WRITTEN INSTRUCTION:
Copy the passage of the function documentation below from "B=matrix(seq(1,8),2,4 )" up to and including "simple regression model.".

PROVIDED TEXT:

****

A Kronecker product B
Description
A_x_B() function gives A Kronecker product B
Usage
A_x_B(A,B)
Arguments
A
A matrix.
B
A matrix.
Value
A_x_B(A, B)
returns the matrix A Kronecker product B, A\otimes B
Examples
A=matrix(rep(1,6),3,2)
B=matrix(seq(1,8),2,4 )
A_x_B(A,B)
Calculating the component of vector DELTA
Description
DELTA() function gives the value of the component of vector DELTA \boldsymbol{\Delta}. See Regui et al. (2024) for periodic simple regression model.
\mathbf{\Delta}=
\left[\begin{array}{c}
\mathbf{\Delta}_1 \\
\mathbf{\Delta}_2\\
\mathbf{\Delta}_3
\end{array}\right]\ , where \mathbf{\Delta}_1 is a vector of dimension S with component
\frac{n^{\frac{-1}{2} } }{\widehat{ \sigma}_s}\sum\limits_{\underset{ }{r=0}}^{m-1}\widehat{\phi}(Z_{s+Sr,t}), \mathbf{\Delta}_2 is a vector of dimension pS with component \frac{ n^{\frac{-1}{2} } }{\widehat{\sigma}_{s}}\sum\limits_{\underset{ }{r=0}}^{m-1} \widehat{\phi}(Z_{s+Sr})K_{s}^{(n)} \mathbf{X}_{s+Sr} ,
\mathbf{\Delta}_3 is a vector of dimension S with component \frac{n^{\frac{-1}{2} } }{2\widehat{\sigma}_{s}^{2}}\sum\limits_{\underset{ }{r=0}}^{m-1}{Z_{s+Sr} \widehat{\phi}(Z_{s+Sr})-1 }.
Usage
DELTA(x,phi,s,e,sigma)
Arguments
x
A list of independent variables with dimension p.
phi
s
A period of the regression model.
e
The residuals vector.
sigma
Value
DELTA()
returns the values of \mathbf{\Delta}. See Regui et al. (2024) for simple periodic coefficients regression model.

****

DATA PROVIDED:
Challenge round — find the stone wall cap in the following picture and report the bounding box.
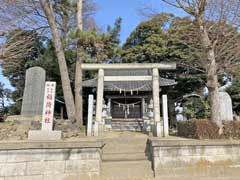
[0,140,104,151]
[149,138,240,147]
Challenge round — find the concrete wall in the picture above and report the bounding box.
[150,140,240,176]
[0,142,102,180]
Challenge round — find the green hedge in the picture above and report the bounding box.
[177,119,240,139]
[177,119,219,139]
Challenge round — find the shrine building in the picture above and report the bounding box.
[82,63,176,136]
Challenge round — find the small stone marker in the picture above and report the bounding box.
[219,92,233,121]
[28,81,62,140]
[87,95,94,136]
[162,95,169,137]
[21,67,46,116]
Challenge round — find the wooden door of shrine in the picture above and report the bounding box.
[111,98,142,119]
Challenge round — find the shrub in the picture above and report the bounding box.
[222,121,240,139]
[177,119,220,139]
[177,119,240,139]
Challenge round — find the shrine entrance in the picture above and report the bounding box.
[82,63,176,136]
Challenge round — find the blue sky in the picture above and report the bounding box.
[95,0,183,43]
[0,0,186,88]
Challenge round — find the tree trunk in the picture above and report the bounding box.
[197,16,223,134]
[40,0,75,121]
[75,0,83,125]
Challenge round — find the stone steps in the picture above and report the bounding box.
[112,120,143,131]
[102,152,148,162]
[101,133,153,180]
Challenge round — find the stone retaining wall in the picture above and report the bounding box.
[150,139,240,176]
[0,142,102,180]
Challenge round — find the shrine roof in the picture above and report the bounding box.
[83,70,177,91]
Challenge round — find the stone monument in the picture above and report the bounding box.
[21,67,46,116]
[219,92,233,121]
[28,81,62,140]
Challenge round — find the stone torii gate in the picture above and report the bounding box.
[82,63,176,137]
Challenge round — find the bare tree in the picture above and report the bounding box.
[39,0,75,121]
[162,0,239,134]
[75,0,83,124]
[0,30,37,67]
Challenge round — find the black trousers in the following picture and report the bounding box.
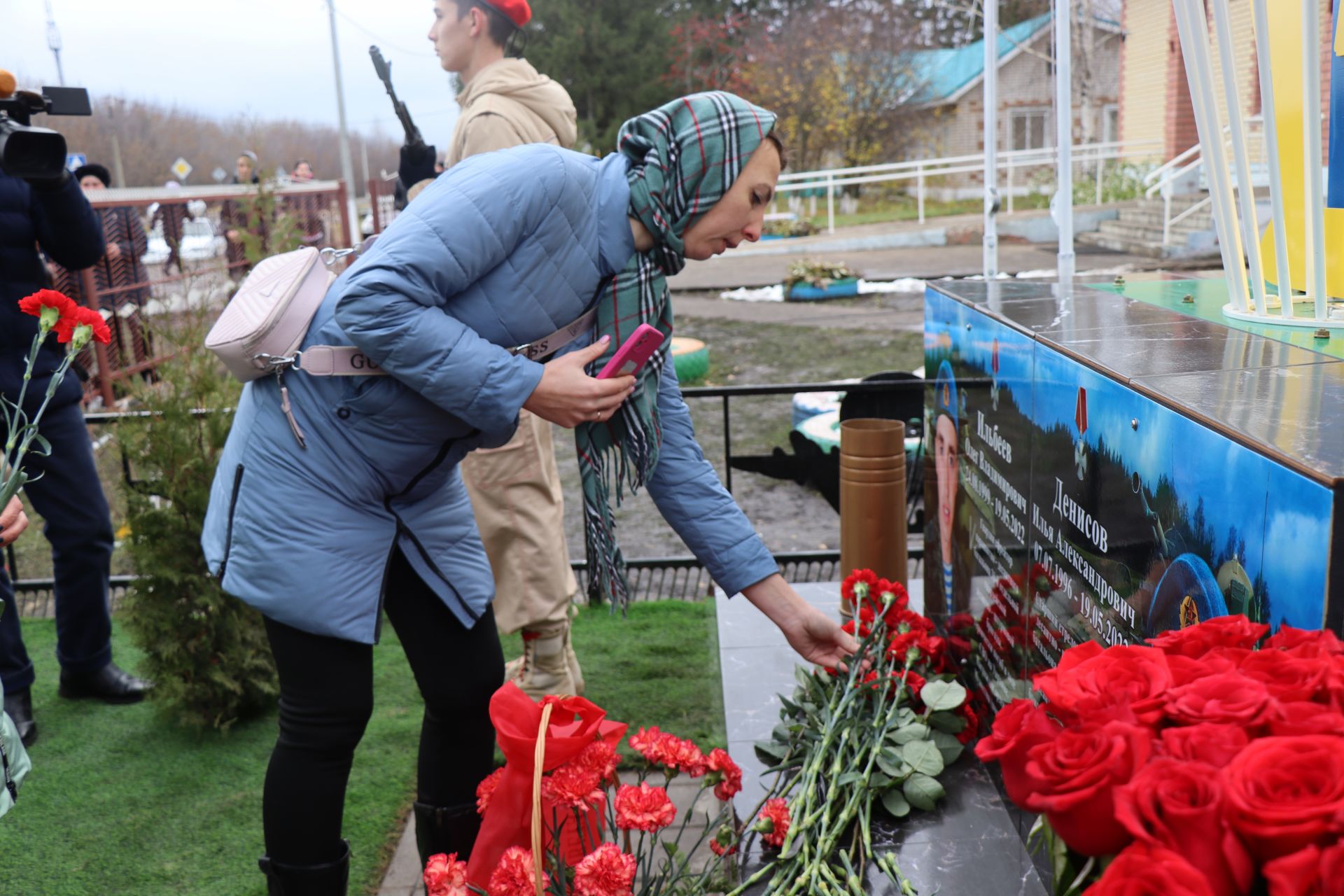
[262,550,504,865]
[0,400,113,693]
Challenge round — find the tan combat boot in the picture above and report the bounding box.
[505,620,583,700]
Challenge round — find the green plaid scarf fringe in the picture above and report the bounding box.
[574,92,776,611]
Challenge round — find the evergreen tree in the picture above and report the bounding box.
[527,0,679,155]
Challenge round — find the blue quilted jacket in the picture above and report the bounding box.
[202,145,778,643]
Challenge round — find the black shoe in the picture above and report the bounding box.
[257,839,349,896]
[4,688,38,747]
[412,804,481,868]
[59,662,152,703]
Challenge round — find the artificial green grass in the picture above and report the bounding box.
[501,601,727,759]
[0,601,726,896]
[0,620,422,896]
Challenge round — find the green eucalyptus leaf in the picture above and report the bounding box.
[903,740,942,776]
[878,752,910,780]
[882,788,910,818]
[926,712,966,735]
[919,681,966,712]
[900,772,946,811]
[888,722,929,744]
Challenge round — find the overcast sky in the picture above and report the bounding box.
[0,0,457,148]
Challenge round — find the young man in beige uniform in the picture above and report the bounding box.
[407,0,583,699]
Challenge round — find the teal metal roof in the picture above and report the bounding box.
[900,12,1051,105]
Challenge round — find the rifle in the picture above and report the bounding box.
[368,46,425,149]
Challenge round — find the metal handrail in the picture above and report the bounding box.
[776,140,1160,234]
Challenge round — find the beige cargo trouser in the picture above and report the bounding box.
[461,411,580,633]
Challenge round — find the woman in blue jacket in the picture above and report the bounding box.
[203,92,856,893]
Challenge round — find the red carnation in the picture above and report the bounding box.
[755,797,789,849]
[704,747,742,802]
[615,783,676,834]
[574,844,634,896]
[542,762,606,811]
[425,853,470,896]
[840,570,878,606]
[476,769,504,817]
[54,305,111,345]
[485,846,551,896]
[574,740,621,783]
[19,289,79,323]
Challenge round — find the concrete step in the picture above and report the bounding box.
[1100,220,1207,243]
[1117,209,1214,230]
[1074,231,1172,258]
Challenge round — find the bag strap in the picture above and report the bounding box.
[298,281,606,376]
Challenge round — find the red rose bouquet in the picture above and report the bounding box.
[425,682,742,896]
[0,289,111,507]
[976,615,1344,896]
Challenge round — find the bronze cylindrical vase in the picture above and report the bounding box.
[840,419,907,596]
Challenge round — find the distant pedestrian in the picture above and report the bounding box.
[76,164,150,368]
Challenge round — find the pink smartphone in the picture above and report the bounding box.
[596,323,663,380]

****

OUTPUT FOR THIS EXERCISE:
B=matrix(seq(1,8),2,4 )
A_x_B(A,B)
Calculating the component of vector DELTA
Description
DELTA() function gives the value of the component of vector DELTA \boldsymbol{\Delta}. See Regui et al. (2024) for periodic simple regression model.